* [TASK SET]
**1.** Answer these questions using the article about Capital Dance Studio:
(a) For how long has Michelle Chapman been a dance teacher in Belconnen?
(b) What is Amy Truong's full-time job?
(c) How many nights a week do many of the students spend at the studio?
**2.** Continue the article about Capital Dance Studio, starting after its last sentence.

* [EXCERPT PROVIDED]
- - - - -

Capital dance studio has it's big dance celebration on Saturday after a year of turmoil that saw owner (Middle) Michelle Chapman diagnosed with MS while two of her students (L) Amy Truong and (R) Cleo Ludski took over the running of the business.

Capital dance studio has it's big dance celebration on Saturday after a year of turmoil that saw owner (Middle) Michelle Chapman diagnosed with MS while two of her students (L) Amy Truong and (R) Cleo Ludski took over the running of the business. Photo: Colleen Petch

It is particularly cruel that a dance teacher should be diagnosed with multiple sclerosis, a disease that can progressively rob the body of movement.

Michelle Chapman, a dancer since she was six and a much-loved dance teacher in Belconnen for more than two decades, received the crushing news late last year.

She was convinced she would have to close her school, Capital Dance Studio, a space, most recently in Charnwood, that had been a home away from home for students over the years.

Capital dance studio has it's big dance celebration on Saturday.

Capital dance studio has it's big dance celebration on Saturday. Photo: Colleen Petch

But she wasn't counting on the loyalty and tenacity of Cleo Ludski and Amy Truong - two passionate young women who had started as her students as six-year-olds and then become teachers alongside her at the studio.

Both women work full-time - Ms Ludski as a public servant and Ms Truong as a massage therapist - but neither hesitated in taking over the business so Ms Chapman, a single mother of two boys, could manage the MS and the students could continue dancing at the school.

''I had no intention of ever running my own dance school, neither did Amy. But when Michelle said she would have to close and the look on her face - I could never, ever walk away from that,'' Ms Ludski, 28, said.

It has been a tough year being without their mentor as they took on the responsibility of teaching students, many of whom spend four nights a week at the studio and regarded Ms Chapman as a second mum.

- - - - -

* [GIVEN MATERIAL]
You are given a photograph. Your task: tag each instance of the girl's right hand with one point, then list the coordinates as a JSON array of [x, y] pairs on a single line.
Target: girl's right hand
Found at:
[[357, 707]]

- - - - -

* [TASK ANSWERS]
**1.**
(a) More than two decades.
(b) She is a massage therapist.
(c) Four nights a week.

**2.**
''It's been an extremely big learning curve, it hasn't been easy, especially because there's some pretty big shoes to fill,'' Ms Ludski said.

''Sometimes we just really missed having her there, especially when things were very hard. Or even when things were going well and you were so used to calling her and saying, 'Can you come and watch my piece?'.''

But there is a sense of celebration in the air as the studio prepares for its traditional end-of-year dance performance at the Canberra Theatre Centre on Saturday - the first one directed by Ms Ludski and Ms Truong.

There will be 180 students aged from three to 40 involved in the production.

Ms Chapman, who is using medication to manage her MS, returned to teaching at the studio part-time at the end of October. The concert will be the first she has not directed in 13 years but she has done the stage-managing and lighting.

And she has also organised a dance tribute to Ms Ludski and Ms Truong as part of the performance, as a thank you to them for keeping the studio going.

''I'm so proud,'' she said.

''I could have helped them so much more but I've given the best help by making them realise they can do it on their own.''

The concert is called For the Love of It. ''Because that's why we do it,'' Ms Truong said.

The For the Love of It dance performance is at the Canberra Theatre Centre on Saturday.